Task inputs —
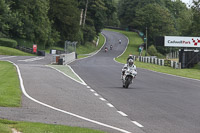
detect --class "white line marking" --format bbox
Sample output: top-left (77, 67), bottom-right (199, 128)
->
top-left (87, 86), bottom-right (91, 89)
top-left (99, 98), bottom-right (106, 101)
top-left (75, 33), bottom-right (106, 61)
top-left (90, 89), bottom-right (95, 92)
top-left (132, 121), bottom-right (144, 128)
top-left (117, 111), bottom-right (128, 117)
top-left (0, 56), bottom-right (16, 60)
top-left (67, 65), bottom-right (87, 85)
top-left (94, 93), bottom-right (99, 96)
top-left (47, 65), bottom-right (86, 86)
top-left (12, 128), bottom-right (22, 133)
top-left (117, 36), bottom-right (129, 59)
top-left (107, 103), bottom-right (114, 107)
top-left (8, 60), bottom-right (132, 133)
top-left (113, 33), bottom-right (129, 64)
top-left (18, 57), bottom-right (44, 62)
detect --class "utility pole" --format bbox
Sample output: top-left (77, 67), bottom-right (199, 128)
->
top-left (83, 0), bottom-right (88, 27)
top-left (145, 27), bottom-right (148, 56)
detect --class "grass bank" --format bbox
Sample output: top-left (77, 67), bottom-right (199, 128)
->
top-left (0, 61), bottom-right (21, 107)
top-left (105, 28), bottom-right (145, 57)
top-left (0, 119), bottom-right (104, 133)
top-left (0, 46), bottom-right (34, 56)
top-left (76, 33), bottom-right (105, 58)
top-left (105, 28), bottom-right (200, 80)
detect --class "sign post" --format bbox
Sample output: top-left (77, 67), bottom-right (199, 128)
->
top-left (33, 44), bottom-right (37, 53)
top-left (164, 36), bottom-right (200, 47)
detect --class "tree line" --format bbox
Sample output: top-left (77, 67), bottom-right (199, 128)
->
top-left (0, 0), bottom-right (116, 48)
top-left (1, 0), bottom-right (199, 54)
top-left (117, 0), bottom-right (200, 55)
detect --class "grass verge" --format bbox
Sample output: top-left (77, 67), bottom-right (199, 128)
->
top-left (48, 65), bottom-right (83, 83)
top-left (105, 28), bottom-right (200, 80)
top-left (0, 61), bottom-right (21, 107)
top-left (76, 33), bottom-right (105, 58)
top-left (0, 46), bottom-right (34, 56)
top-left (0, 118), bottom-right (105, 133)
top-left (105, 28), bottom-right (144, 57)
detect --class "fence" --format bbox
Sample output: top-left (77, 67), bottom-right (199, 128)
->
top-left (166, 51), bottom-right (179, 59)
top-left (136, 56), bottom-right (181, 69)
top-left (64, 41), bottom-right (77, 53)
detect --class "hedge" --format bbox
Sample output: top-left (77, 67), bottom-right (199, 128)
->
top-left (0, 38), bottom-right (18, 48)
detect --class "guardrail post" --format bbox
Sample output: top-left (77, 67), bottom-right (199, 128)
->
top-left (161, 59), bottom-right (164, 66)
top-left (171, 61), bottom-right (173, 68)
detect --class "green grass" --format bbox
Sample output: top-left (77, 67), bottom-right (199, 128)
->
top-left (76, 33), bottom-right (105, 58)
top-left (105, 28), bottom-right (145, 58)
top-left (105, 28), bottom-right (200, 80)
top-left (136, 61), bottom-right (200, 80)
top-left (45, 33), bottom-right (105, 57)
top-left (49, 65), bottom-right (83, 83)
top-left (0, 61), bottom-right (21, 107)
top-left (0, 46), bottom-right (34, 56)
top-left (0, 119), bottom-right (105, 133)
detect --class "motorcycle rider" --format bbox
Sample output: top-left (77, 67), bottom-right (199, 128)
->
top-left (119, 39), bottom-right (121, 44)
top-left (110, 45), bottom-right (113, 50)
top-left (104, 46), bottom-right (108, 52)
top-left (127, 54), bottom-right (134, 63)
top-left (121, 58), bottom-right (137, 79)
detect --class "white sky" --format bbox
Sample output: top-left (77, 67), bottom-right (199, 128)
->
top-left (181, 0), bottom-right (193, 6)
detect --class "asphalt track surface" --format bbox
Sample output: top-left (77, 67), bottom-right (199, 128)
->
top-left (70, 30), bottom-right (200, 133)
top-left (0, 30), bottom-right (200, 133)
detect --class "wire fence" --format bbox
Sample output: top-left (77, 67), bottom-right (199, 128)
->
top-left (64, 41), bottom-right (77, 53)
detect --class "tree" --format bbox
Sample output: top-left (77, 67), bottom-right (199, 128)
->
top-left (103, 0), bottom-right (118, 27)
top-left (0, 0), bottom-right (10, 37)
top-left (8, 0), bottom-right (52, 48)
top-left (164, 0), bottom-right (192, 36)
top-left (189, 0), bottom-right (200, 37)
top-left (77, 0), bottom-right (111, 43)
top-left (118, 0), bottom-right (165, 28)
top-left (49, 0), bottom-right (80, 45)
top-left (132, 3), bottom-right (176, 43)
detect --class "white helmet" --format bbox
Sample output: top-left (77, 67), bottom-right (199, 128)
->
top-left (128, 59), bottom-right (134, 66)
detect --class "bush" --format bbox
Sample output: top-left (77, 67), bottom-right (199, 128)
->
top-left (0, 38), bottom-right (17, 48)
top-left (148, 45), bottom-right (165, 58)
top-left (148, 45), bottom-right (158, 56)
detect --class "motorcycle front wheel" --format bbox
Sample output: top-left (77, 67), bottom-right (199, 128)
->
top-left (124, 76), bottom-right (132, 88)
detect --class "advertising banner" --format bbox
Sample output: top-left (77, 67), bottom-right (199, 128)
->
top-left (164, 36), bottom-right (200, 47)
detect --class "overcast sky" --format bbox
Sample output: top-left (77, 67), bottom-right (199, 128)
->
top-left (181, 0), bottom-right (193, 6)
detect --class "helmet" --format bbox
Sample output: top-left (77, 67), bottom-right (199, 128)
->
top-left (128, 59), bottom-right (134, 66)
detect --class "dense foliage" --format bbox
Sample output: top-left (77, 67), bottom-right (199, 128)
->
top-left (117, 0), bottom-right (199, 55)
top-left (0, 0), bottom-right (200, 55)
top-left (0, 0), bottom-right (116, 48)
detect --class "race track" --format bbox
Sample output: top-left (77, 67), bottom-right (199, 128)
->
top-left (70, 30), bottom-right (200, 133)
top-left (1, 30), bottom-right (200, 133)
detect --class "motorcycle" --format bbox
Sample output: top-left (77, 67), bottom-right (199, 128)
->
top-left (110, 45), bottom-right (113, 50)
top-left (119, 39), bottom-right (121, 44)
top-left (105, 47), bottom-right (108, 52)
top-left (122, 68), bottom-right (137, 88)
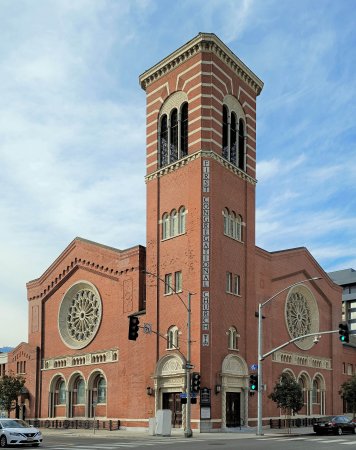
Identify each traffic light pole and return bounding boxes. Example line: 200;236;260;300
256;277;322;436
185;292;193;438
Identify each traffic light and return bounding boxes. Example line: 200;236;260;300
191;372;201;392
128;315;140;341
249;374;258;391
339;323;349;343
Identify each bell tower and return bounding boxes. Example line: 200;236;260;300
139;33;263;430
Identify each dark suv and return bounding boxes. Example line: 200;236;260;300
313;415;356;435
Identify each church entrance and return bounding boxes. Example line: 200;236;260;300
226;392;241;427
162;392;182;428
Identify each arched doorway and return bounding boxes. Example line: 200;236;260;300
67;372;86;418
221;354;249;429
87;370;107;418
155;354;186;428
48;374;67;418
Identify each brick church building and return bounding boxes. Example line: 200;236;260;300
4;33;356;432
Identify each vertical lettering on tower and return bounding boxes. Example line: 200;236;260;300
202;159;210;346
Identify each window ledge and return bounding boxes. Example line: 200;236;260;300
161;232;186;242
224;233;244;244
226;292;241;297
228;348;239;352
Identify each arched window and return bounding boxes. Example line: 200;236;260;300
75;378;85;404
162;213;169;239
178;206;186;234
223;208;229;235
170;109;178;162
167;326;179;350
228;327;239;350
170;210;178;237
57;380;66;405
235;215;242;241
95;376;106;403
230;112;237;165
299;377;307;404
221;99;246;172
180;103;188;158
223;208;243;241
312;379;319;403
160;115;168;167
230;211;236;238
238;119;245;170
222;105;229;160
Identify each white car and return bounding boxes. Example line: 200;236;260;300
0;419;42;447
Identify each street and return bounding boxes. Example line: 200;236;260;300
37;432;356;450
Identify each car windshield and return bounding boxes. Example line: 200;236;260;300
0;419;29;428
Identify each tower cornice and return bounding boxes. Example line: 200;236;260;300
139;32;264;96
145;149;257;185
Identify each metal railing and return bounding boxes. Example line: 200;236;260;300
27;419;121;431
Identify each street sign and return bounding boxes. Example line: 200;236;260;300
250;363;258;371
143;323;152;334
179;393;187;398
183;363;194;369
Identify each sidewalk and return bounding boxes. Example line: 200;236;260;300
41;426;314;440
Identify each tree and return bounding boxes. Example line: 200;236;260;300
339;375;356;418
0;373;25;417
269;373;304;427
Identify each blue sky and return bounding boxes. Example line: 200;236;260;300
1;0;355;346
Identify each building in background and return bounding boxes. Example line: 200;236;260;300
329;269;356;335
1;33;356;431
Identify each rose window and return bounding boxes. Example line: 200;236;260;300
285;285;319;351
67;289;100;342
58;281;102;349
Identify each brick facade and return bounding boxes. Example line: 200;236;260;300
2;33;356;431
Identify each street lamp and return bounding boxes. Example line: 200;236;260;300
143;270;194;438
256;277;322;436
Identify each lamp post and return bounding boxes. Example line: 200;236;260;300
256;277;322;436
144;270;194;438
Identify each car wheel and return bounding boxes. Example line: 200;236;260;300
0;435;7;448
337;427;343;436
353;426;356;435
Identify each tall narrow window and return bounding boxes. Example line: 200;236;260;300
167;326;179;349
238;119;245;170
222;105;229;160
180;103;188;158
97;377;106;403
223;208;229;235
175;271;182;292
162;213;169;239
229;211;236;238
76;378;85;404
230;112;237;165
226;272;232;293
228;327;239;350
170;210;178;236
160;115;168;167
170;109;178;162
178;206;186;234
57;380;66;405
233;275;240;295
165;273;173;295
312;379;319;403
236;215;242;241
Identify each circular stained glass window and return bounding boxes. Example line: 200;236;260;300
285;285;319;350
58;281;102;349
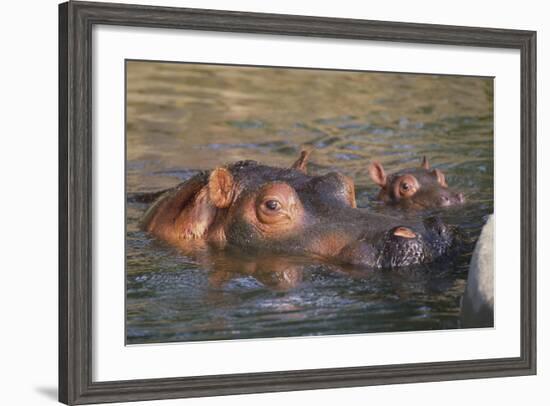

Task description —
Using the listing above, pull out all lines that hold the word "motorcycle".

Problem solution —
detect --class "motorcycle rider" --format bbox
detect --class "motorcycle front wheel" --format bbox
detect --class "motorcycle" --format bbox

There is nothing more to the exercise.